| Exercise |
Up to the line containing "bare tree in the photo above", nothing is kept; from that line through the end of the data below, output every line exactly.

| Data to use |
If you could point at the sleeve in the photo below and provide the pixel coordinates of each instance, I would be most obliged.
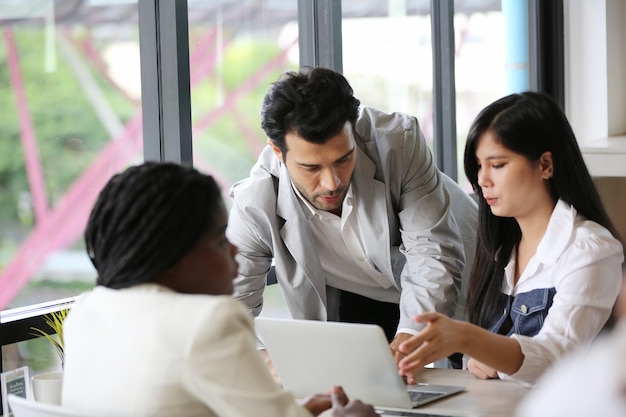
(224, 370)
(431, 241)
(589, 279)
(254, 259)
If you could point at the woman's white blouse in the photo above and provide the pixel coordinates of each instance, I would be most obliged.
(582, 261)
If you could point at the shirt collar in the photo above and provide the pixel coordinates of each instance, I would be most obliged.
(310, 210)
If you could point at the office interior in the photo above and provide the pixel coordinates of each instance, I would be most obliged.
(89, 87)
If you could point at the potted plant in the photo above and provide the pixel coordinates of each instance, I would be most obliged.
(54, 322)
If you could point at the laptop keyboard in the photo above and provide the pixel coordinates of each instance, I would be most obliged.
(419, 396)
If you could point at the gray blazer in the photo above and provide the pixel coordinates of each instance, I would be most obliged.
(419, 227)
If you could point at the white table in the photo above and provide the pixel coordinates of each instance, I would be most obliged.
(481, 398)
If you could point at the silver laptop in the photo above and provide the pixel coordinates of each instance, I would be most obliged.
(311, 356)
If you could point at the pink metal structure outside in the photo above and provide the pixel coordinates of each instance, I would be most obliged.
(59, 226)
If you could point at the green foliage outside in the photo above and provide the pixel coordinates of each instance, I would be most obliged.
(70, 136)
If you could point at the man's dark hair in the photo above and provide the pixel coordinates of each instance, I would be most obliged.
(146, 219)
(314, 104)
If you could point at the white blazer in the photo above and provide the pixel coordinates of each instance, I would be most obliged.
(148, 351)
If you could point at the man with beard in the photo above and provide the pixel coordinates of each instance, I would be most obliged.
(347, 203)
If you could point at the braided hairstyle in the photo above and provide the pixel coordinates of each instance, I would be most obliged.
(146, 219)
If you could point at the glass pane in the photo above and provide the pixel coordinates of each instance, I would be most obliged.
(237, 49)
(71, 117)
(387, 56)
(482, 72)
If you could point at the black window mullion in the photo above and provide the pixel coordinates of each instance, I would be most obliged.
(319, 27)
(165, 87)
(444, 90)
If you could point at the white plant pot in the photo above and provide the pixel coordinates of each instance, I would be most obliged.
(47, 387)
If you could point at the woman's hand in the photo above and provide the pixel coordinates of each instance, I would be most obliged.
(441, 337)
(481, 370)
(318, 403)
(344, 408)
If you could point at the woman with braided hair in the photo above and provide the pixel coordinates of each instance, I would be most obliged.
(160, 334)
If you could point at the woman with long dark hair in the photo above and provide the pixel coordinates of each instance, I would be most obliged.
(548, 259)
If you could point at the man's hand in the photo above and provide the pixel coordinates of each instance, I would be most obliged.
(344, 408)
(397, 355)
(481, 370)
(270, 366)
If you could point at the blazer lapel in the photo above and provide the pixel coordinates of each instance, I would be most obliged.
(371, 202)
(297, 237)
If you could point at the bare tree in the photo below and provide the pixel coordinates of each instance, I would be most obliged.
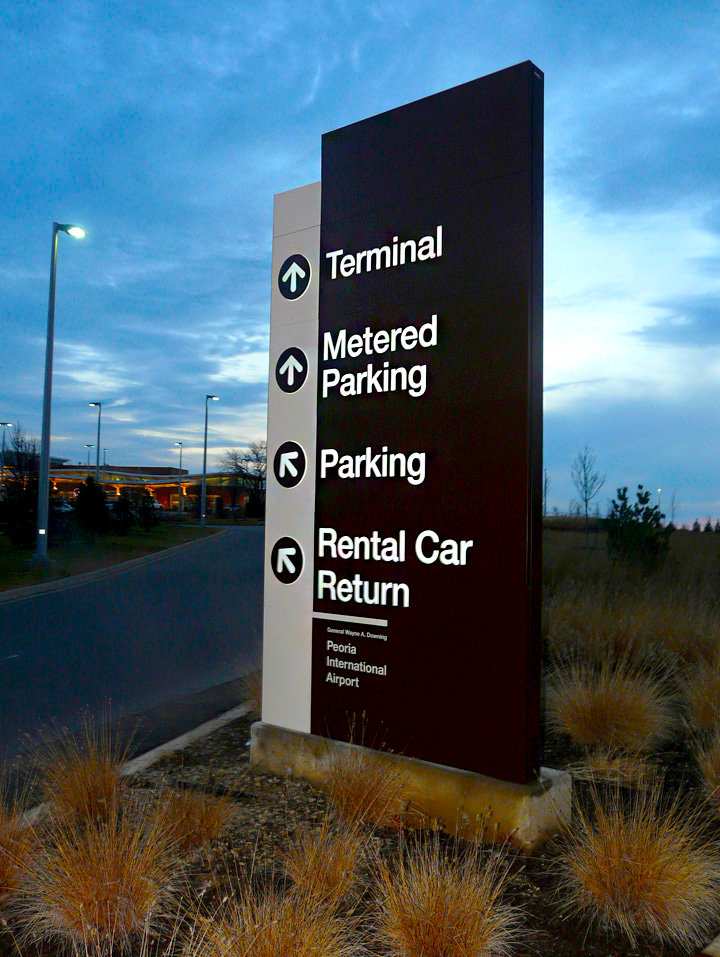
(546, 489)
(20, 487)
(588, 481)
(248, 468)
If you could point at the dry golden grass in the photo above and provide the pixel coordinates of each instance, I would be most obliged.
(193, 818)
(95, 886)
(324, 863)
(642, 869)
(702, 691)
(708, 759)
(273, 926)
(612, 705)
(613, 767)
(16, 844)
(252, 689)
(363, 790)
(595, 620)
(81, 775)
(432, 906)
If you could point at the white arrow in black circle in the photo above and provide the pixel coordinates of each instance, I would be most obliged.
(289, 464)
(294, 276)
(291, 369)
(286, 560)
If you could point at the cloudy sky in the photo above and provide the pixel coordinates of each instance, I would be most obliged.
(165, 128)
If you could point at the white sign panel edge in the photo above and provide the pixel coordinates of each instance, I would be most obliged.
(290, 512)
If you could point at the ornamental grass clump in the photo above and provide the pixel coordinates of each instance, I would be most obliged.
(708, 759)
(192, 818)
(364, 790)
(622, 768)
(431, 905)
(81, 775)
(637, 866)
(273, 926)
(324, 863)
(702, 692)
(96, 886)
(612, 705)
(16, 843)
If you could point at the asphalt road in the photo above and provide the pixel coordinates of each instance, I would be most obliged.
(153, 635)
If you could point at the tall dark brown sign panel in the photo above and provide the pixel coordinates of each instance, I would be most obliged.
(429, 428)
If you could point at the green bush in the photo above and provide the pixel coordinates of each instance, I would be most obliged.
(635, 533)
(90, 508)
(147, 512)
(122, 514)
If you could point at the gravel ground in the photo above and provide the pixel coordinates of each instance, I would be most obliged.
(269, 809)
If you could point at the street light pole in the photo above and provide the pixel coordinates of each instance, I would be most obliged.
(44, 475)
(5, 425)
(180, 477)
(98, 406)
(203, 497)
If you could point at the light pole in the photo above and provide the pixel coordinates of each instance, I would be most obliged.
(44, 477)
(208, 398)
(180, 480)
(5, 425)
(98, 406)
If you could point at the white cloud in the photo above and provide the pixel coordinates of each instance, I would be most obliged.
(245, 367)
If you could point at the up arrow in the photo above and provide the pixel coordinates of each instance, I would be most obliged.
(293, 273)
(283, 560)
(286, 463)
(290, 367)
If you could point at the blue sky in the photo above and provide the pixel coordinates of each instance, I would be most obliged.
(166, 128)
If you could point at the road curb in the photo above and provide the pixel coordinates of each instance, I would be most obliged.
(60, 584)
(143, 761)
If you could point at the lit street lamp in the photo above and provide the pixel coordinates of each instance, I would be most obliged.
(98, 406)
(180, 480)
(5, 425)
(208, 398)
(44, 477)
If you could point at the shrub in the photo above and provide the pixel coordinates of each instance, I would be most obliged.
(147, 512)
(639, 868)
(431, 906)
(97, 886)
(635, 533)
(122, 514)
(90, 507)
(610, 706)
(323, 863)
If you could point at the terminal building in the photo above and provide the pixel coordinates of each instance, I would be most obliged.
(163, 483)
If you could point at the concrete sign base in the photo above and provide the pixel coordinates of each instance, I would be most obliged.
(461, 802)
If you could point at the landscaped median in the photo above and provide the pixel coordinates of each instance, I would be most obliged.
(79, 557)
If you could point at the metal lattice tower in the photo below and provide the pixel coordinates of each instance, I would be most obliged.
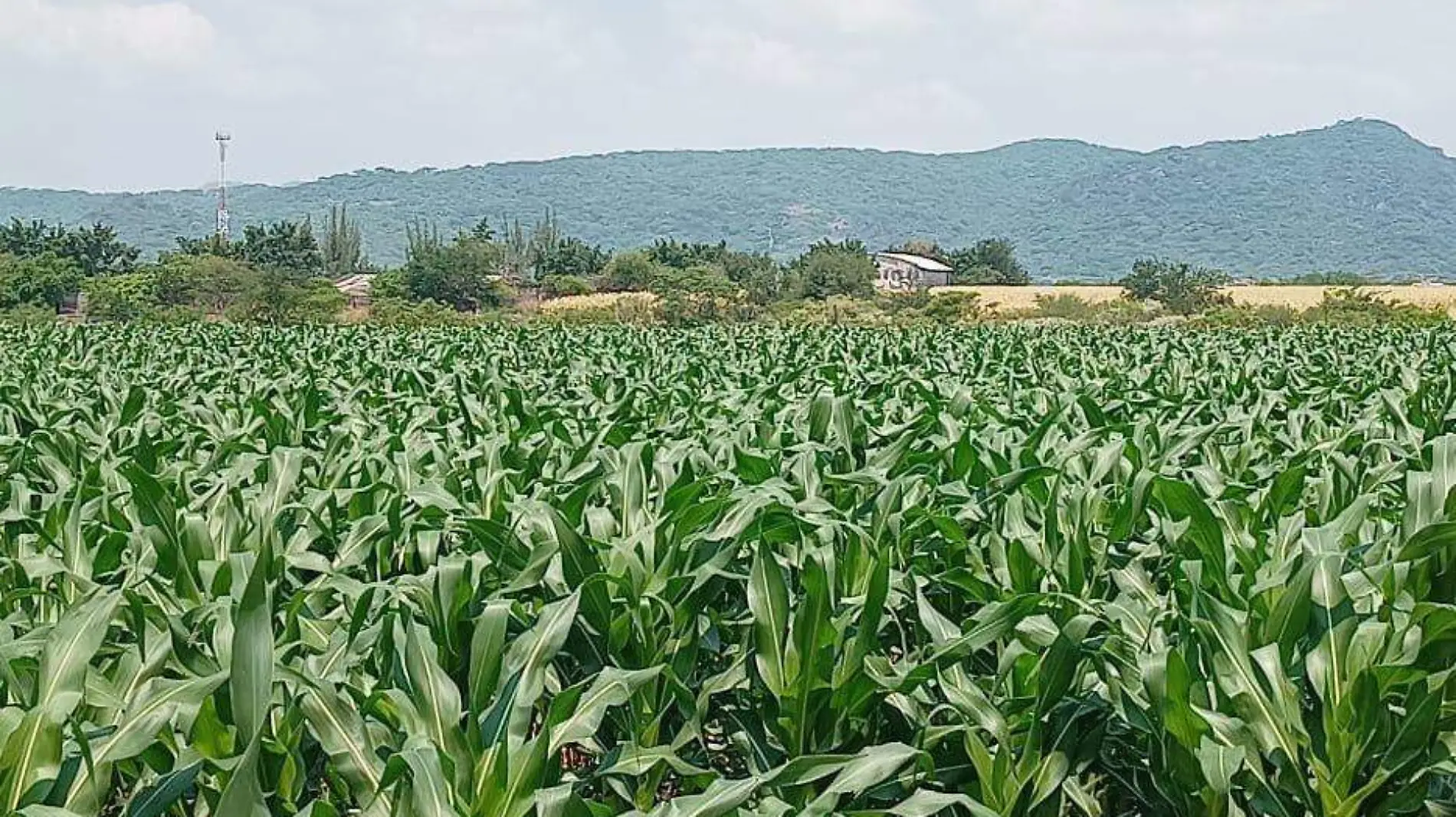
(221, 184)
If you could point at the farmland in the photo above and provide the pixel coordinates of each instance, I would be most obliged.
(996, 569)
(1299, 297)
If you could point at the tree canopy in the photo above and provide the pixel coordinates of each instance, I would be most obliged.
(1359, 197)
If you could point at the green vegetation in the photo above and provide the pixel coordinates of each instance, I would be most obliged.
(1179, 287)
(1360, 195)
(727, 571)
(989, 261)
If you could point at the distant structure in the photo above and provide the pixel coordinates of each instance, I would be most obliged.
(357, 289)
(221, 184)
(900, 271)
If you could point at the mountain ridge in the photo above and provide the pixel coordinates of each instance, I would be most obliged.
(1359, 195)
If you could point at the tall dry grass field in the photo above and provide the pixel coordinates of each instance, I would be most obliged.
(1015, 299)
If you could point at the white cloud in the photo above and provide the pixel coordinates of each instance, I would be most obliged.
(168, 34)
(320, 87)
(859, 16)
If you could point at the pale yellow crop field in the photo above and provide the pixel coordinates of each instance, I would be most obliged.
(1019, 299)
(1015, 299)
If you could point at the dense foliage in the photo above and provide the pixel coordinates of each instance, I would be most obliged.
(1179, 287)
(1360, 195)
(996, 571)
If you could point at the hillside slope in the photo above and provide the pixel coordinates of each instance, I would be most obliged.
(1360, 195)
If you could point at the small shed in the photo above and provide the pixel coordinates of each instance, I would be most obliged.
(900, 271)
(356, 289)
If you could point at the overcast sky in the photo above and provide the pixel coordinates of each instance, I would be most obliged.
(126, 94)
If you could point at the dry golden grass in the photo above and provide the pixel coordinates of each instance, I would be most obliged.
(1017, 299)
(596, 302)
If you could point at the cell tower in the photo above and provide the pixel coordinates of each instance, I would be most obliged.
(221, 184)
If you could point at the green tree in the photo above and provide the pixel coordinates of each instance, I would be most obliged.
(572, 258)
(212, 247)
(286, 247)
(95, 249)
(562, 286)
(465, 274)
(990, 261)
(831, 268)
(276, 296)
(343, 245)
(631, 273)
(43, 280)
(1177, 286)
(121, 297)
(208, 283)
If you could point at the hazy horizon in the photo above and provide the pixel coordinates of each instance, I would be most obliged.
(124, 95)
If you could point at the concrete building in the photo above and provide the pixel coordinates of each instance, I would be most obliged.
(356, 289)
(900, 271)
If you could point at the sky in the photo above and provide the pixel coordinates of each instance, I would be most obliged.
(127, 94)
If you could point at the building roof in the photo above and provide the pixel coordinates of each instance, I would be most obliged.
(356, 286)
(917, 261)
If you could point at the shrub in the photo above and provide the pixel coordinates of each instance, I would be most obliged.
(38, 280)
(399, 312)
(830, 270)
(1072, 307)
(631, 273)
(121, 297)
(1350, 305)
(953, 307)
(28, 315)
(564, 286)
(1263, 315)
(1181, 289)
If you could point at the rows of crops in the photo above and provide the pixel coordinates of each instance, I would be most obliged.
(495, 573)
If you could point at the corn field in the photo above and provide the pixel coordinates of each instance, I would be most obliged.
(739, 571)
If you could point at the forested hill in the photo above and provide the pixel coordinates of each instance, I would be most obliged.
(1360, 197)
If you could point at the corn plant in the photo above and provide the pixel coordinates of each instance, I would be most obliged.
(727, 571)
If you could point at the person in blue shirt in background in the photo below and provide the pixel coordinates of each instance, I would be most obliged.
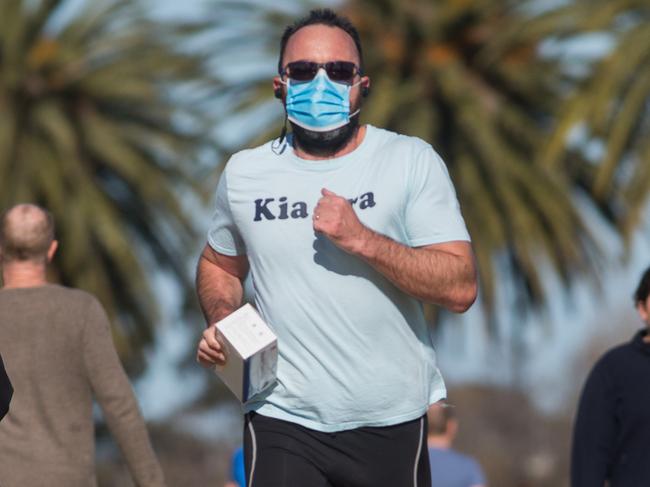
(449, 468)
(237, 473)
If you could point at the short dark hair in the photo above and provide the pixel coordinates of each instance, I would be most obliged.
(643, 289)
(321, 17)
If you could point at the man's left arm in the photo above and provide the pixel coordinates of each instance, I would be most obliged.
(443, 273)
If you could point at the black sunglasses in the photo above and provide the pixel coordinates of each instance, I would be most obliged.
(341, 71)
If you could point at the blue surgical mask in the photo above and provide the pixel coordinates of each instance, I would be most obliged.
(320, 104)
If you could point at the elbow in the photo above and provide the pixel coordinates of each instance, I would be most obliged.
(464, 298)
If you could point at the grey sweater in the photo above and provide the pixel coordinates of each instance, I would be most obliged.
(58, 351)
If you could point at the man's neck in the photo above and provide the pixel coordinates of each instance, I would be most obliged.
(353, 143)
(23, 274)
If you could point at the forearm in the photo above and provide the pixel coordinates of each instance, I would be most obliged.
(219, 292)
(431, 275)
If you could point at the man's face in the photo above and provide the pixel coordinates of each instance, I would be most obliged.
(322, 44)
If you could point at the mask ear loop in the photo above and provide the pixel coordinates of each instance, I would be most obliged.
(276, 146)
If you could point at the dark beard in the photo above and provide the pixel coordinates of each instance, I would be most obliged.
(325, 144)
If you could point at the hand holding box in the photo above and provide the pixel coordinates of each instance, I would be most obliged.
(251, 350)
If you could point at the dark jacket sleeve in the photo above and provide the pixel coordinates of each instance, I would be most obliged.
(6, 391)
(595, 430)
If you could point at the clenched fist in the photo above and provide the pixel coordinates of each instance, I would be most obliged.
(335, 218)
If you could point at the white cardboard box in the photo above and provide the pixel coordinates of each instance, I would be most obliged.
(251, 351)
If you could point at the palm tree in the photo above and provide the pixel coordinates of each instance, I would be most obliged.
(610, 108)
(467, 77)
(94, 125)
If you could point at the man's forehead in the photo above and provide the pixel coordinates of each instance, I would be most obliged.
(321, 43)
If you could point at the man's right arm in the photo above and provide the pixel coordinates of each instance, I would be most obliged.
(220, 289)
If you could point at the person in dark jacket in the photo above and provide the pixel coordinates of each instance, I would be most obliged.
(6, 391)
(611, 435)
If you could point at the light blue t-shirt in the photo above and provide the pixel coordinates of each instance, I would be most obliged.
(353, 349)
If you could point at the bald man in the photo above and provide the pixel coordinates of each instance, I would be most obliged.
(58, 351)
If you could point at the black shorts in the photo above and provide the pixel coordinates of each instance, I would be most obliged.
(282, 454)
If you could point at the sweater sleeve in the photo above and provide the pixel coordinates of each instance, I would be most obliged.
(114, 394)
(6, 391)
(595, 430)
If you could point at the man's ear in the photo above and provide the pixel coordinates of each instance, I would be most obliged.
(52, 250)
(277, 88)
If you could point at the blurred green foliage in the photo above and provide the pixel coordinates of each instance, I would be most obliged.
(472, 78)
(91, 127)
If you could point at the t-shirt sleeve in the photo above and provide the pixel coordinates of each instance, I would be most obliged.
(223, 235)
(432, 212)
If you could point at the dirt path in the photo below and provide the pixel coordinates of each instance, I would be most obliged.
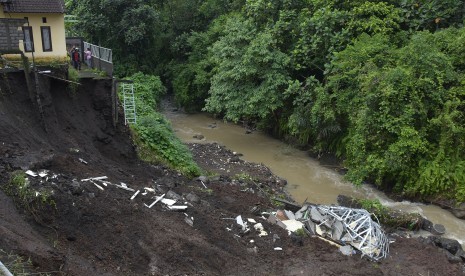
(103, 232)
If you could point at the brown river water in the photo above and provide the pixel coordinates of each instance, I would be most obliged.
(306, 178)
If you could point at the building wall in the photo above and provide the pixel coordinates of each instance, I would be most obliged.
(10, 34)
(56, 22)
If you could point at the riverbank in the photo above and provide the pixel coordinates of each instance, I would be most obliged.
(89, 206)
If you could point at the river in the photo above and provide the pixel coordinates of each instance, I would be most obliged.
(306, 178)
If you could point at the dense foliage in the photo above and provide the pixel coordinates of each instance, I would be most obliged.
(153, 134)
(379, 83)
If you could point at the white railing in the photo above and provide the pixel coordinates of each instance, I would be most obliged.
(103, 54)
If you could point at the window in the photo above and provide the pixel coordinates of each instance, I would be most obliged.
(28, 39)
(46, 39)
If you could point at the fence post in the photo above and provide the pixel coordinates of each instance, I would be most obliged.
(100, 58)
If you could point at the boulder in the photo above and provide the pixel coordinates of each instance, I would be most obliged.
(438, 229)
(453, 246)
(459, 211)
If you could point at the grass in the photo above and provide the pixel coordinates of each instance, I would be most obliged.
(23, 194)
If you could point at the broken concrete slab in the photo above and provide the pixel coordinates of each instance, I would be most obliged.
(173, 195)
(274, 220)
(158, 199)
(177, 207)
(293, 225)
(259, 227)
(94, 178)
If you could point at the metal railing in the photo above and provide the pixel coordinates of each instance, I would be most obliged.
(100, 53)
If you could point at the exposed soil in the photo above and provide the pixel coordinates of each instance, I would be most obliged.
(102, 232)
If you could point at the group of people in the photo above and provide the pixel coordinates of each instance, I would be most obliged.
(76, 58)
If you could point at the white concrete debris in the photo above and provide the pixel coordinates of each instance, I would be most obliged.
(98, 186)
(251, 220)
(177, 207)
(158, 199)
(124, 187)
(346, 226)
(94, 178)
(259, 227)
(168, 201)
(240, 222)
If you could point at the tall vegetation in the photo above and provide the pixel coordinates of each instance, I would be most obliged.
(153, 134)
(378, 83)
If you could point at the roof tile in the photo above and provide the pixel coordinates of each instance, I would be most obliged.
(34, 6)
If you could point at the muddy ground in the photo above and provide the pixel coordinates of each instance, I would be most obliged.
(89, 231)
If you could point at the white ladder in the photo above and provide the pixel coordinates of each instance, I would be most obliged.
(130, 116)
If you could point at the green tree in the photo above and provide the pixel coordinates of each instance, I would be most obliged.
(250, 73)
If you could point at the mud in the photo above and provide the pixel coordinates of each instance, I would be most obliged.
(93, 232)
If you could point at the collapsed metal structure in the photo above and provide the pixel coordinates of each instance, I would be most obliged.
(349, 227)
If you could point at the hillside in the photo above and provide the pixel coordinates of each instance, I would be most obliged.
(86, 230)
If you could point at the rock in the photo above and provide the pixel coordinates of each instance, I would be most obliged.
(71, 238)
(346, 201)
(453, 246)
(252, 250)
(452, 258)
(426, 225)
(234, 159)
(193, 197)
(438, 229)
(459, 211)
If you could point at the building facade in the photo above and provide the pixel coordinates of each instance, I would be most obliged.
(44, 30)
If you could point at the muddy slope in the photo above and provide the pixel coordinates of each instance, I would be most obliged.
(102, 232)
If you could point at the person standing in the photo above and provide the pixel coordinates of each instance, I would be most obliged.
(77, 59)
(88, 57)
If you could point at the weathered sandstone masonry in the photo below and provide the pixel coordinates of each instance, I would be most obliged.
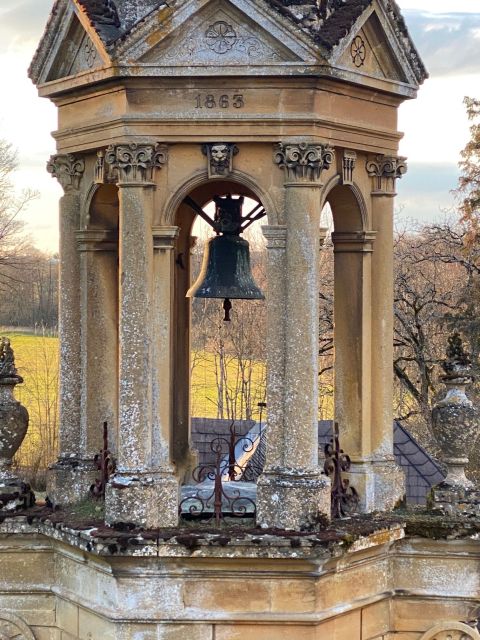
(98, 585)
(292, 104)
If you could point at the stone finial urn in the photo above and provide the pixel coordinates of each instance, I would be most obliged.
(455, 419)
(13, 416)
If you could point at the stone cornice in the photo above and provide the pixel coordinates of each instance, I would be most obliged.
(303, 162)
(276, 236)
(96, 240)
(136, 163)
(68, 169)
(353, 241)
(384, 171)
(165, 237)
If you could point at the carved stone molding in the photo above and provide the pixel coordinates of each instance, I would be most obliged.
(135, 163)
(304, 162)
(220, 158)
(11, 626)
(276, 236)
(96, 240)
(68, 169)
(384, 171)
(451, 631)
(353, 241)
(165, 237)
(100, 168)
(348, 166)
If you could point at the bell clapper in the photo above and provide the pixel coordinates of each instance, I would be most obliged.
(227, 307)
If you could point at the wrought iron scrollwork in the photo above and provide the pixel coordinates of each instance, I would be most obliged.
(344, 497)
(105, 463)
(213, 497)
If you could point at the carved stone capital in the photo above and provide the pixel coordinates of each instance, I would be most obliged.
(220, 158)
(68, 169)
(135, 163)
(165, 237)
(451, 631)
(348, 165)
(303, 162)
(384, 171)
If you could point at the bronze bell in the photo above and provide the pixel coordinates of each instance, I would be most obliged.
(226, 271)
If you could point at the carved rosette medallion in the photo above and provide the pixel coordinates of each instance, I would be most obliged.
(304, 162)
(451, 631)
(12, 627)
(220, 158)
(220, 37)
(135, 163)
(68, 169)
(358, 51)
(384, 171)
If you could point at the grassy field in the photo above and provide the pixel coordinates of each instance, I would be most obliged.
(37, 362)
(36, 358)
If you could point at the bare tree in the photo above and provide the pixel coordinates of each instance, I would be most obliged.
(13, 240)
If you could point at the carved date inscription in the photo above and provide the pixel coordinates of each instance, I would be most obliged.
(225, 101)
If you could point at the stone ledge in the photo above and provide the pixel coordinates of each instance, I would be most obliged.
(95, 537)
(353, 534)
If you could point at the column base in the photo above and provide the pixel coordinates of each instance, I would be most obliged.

| Finished task |
If you could point at the bare tree in the photo above and provide the pixel coordinates of each instance, I would be most obliged.
(13, 240)
If you could point at the carved date inscription in the photo above and provide the pixel coordinates of each instance, I would be most obliged.
(225, 101)
If you could point at the stone ledge in the photo above and provide the pixel coordinates of each instance, I would be most obliged.
(95, 537)
(353, 534)
If you could point at the column base in the photo above and provide the pixel coordinates of each instance, I would be most obliged.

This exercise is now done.